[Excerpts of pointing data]

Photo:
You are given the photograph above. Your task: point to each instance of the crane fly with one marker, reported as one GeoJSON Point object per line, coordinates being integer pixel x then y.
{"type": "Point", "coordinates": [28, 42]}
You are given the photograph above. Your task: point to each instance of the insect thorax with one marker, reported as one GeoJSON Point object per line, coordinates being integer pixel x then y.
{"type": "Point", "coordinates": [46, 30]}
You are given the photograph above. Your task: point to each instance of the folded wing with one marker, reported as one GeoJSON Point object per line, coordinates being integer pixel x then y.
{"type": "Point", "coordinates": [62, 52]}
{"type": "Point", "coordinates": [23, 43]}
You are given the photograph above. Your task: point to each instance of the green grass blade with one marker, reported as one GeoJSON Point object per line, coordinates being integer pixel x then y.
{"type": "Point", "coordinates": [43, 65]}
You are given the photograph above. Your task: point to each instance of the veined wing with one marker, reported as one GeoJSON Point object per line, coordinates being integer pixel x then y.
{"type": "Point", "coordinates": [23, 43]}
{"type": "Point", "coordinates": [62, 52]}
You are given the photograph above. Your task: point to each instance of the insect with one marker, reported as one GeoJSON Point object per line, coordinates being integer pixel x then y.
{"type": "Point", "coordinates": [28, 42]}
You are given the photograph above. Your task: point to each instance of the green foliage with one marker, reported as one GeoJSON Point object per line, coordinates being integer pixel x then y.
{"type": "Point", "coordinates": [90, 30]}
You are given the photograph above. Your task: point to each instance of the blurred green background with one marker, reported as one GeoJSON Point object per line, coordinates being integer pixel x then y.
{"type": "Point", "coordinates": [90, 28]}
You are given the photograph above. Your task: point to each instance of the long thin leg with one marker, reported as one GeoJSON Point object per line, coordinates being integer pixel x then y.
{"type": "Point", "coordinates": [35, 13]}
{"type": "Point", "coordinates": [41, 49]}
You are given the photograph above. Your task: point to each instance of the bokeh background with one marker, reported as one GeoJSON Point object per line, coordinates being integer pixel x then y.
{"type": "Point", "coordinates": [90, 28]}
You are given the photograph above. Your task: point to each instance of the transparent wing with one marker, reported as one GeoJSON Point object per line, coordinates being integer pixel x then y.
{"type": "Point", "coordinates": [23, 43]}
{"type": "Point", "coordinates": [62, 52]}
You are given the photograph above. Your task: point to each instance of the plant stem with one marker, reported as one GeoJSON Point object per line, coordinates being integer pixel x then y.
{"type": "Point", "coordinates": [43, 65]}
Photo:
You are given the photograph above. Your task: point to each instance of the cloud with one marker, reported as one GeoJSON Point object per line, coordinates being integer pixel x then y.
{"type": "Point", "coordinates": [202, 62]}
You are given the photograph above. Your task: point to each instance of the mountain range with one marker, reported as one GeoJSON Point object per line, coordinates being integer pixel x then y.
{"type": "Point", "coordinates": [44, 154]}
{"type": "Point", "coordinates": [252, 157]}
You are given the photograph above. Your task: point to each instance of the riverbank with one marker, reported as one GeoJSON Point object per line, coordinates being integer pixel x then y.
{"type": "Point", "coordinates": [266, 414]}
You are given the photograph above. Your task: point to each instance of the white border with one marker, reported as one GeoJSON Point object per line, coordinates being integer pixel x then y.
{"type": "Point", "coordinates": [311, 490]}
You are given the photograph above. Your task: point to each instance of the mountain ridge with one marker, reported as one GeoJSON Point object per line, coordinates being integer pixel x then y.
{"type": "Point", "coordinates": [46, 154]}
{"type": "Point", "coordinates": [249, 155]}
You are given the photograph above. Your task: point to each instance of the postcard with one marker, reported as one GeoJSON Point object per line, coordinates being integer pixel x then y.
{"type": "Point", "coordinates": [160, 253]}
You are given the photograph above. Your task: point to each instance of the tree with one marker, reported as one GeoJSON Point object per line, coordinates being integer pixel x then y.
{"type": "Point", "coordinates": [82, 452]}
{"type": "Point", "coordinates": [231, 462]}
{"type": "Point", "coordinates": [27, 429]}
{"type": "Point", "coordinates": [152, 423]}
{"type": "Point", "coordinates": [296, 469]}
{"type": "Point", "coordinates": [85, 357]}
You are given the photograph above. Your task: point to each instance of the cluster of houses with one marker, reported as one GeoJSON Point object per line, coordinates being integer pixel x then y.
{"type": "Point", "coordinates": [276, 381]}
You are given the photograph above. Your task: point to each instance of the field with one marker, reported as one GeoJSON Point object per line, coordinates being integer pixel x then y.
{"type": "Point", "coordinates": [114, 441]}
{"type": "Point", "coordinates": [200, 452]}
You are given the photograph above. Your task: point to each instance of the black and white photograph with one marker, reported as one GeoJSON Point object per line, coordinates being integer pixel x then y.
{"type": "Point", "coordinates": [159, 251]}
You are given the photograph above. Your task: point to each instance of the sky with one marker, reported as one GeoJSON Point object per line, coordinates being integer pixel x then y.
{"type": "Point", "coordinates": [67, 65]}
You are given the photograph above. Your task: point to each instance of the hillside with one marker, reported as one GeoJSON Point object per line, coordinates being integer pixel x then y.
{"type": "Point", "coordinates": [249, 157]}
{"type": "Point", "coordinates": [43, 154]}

▶ _GIVEN EXERCISE_: Recast all the lines above as a Markdown table with the columns "Row" and "Line." Number each line in order, and leave out any blank lines.

▶ _SOLUTION TO THIS EXERCISE_:
| Row | Line |
|---|---|
| 1 | Photo: |
| 2 | You are given the photograph above. Your task: point to each instance of the crane fly with one marker, reported as one GeoJSON Point object per line, coordinates being integer pixel x then y. |
| 3 | {"type": "Point", "coordinates": [28, 42]} |
| 4 | You are given the photograph above. Your task: point to each instance of the insect thorax with one marker, reported as one GeoJSON Point object per line, coordinates being integer pixel x then y. |
| 5 | {"type": "Point", "coordinates": [46, 30]} |
| 6 | You are given the photograph above. Your task: point to each instance of the folded wing with one marker, reported as one GeoJSON Point object per line, coordinates being integer pixel x then y. |
| 7 | {"type": "Point", "coordinates": [62, 52]} |
| 8 | {"type": "Point", "coordinates": [23, 43]} |
| 9 | You are given the photograph above. Your task: point to each instance of the green grass blade with one marker, reported as one GeoJSON Point object per line, coordinates being integer pixel x then y. |
| 10 | {"type": "Point", "coordinates": [43, 65]} |
| 11 | You are given the photograph above. Your task: point to each instance of the veined wing with one marker, reported as one GeoJSON Point object per line, coordinates being integer pixel x then y. |
| 12 | {"type": "Point", "coordinates": [23, 43]} |
| 13 | {"type": "Point", "coordinates": [62, 52]} |
| 14 | You are given the photograph above. Your task: point to each instance of the insect with one marker, reported as one GeoJSON Point object per line, coordinates being integer pixel x then y. |
| 15 | {"type": "Point", "coordinates": [28, 42]} |
| 16 | You are given the photograph above. Your task: point to each instance of the green foliage with one marker, reported as one GeoJSON Point object per line, coordinates being integer pixel x then y. |
| 17 | {"type": "Point", "coordinates": [90, 30]} |
| 18 | You are given the photograph above. Your task: point to each instance of the blurred green background with one marker, reported as one GeoJSON Point object per line, coordinates being integer pixel x then y. |
| 19 | {"type": "Point", "coordinates": [90, 28]} |
| 20 | You are given the photograph above. Your task: point to each instance of the long thin leg with one marker, reported as one GeoJSON Point object per line, coordinates being integer pixel x then y. |
| 21 | {"type": "Point", "coordinates": [35, 13]} |
| 22 | {"type": "Point", "coordinates": [41, 49]} |
| 23 | You are given the photograph above. Your task: point to each instance of the bokeh background with one marker, reported as one GeoJSON Point object per line, coordinates being integer pixel x then y. |
| 24 | {"type": "Point", "coordinates": [90, 28]} |
| 25 | You are given the photograph above. Your task: point to each instance of the transparent wing with one marker, reported as one GeoJSON Point object per line, coordinates being integer pixel x then y. |
| 26 | {"type": "Point", "coordinates": [23, 43]} |
| 27 | {"type": "Point", "coordinates": [62, 52]} |
| 28 | You are given the photograph above. Your task: point to each instance of the plant stem with one marker, reported as one GeoJSON Point object per line, coordinates being integer pixel x then y. |
| 29 | {"type": "Point", "coordinates": [43, 65]} |
| 30 | Photo: |
| 31 | You are given the photograph above. Your task: point to each instance of the cloud with one marker, reported as one GeoJSON Point object per line, coordinates being integer pixel x then y. |
| 32 | {"type": "Point", "coordinates": [202, 62]} |
| 33 | You are given the photograph above. Your task: point to each instance of the mountain range with one marker, reported as one GeoJSON Point object per line, coordinates being integer pixel x then y. |
| 34 | {"type": "Point", "coordinates": [44, 154]} |
| 35 | {"type": "Point", "coordinates": [252, 157]} |
| 36 | You are given the photograph above. Your task: point to each instance of the riverbank with one marker, reported as one GeoJSON Point object per line, coordinates being integer pixel x then y. |
| 37 | {"type": "Point", "coordinates": [266, 414]} |
| 38 | You are given the photograph above. Your task: point to each instance of the white border with one marker, reported as one GeoJSON Point object per line, coordinates being integer pixel x then y. |
| 39 | {"type": "Point", "coordinates": [311, 490]} |
| 40 | You are given the photograph above. Your task: point to each instance of the mountain ridge with one marker, reported as one GeoJSON Point object per line, coordinates being integer pixel x then y. |
| 41 | {"type": "Point", "coordinates": [46, 154]} |
| 42 | {"type": "Point", "coordinates": [249, 155]} |
| 43 | You are given the photograph above. Your task: point to each instance of the postcard with one marker, reported as one GeoJSON Point object per line, coordinates being integer pixel x then y. |
| 44 | {"type": "Point", "coordinates": [160, 253]} |
| 45 | You are given the photograph above. Your task: point to each instance of the tree with one marker, reported as one GeoJSON Point object per line, coordinates being integer pixel x then y. |
| 46 | {"type": "Point", "coordinates": [82, 452]} |
| 47 | {"type": "Point", "coordinates": [231, 462]} |
| 48 | {"type": "Point", "coordinates": [27, 429]} |
| 49 | {"type": "Point", "coordinates": [152, 423]} |
| 50 | {"type": "Point", "coordinates": [296, 469]} |
| 51 | {"type": "Point", "coordinates": [85, 357]} |
| 52 | You are given the photograph above. Your task: point to each instance of the cluster of houses with one marker, reported as one GeoJSON Point object per line, coordinates being integer pixel x then y. |
| 53 | {"type": "Point", "coordinates": [276, 381]} |
| 54 | You are given the photograph above. Your task: point to each instance of the field with one marker, reported as one GeoJSON Point object per line, coordinates being integer pixel x then y. |
| 55 | {"type": "Point", "coordinates": [114, 441]} |
| 56 | {"type": "Point", "coordinates": [200, 452]} |
| 57 | You are given the photograph above. Your task: point to each instance of the black and white photograph with one marker, reported as one GeoJSON Point object per line, coordinates being integer pixel x then y. |
| 58 | {"type": "Point", "coordinates": [159, 251]} |
| 59 | You are given the photograph above. Your task: point to each instance of the sky with one marker, reported as one GeoJSON Point object per line, coordinates being integer pixel x then y. |
| 60 | {"type": "Point", "coordinates": [67, 65]} |
| 61 | You are given the photograph above. Your task: point to each instance of the hillside with one marker, reported as one GeoJSON Point object per line, coordinates being integer pixel x then y. |
| 62 | {"type": "Point", "coordinates": [249, 157]} |
| 63 | {"type": "Point", "coordinates": [43, 154]} |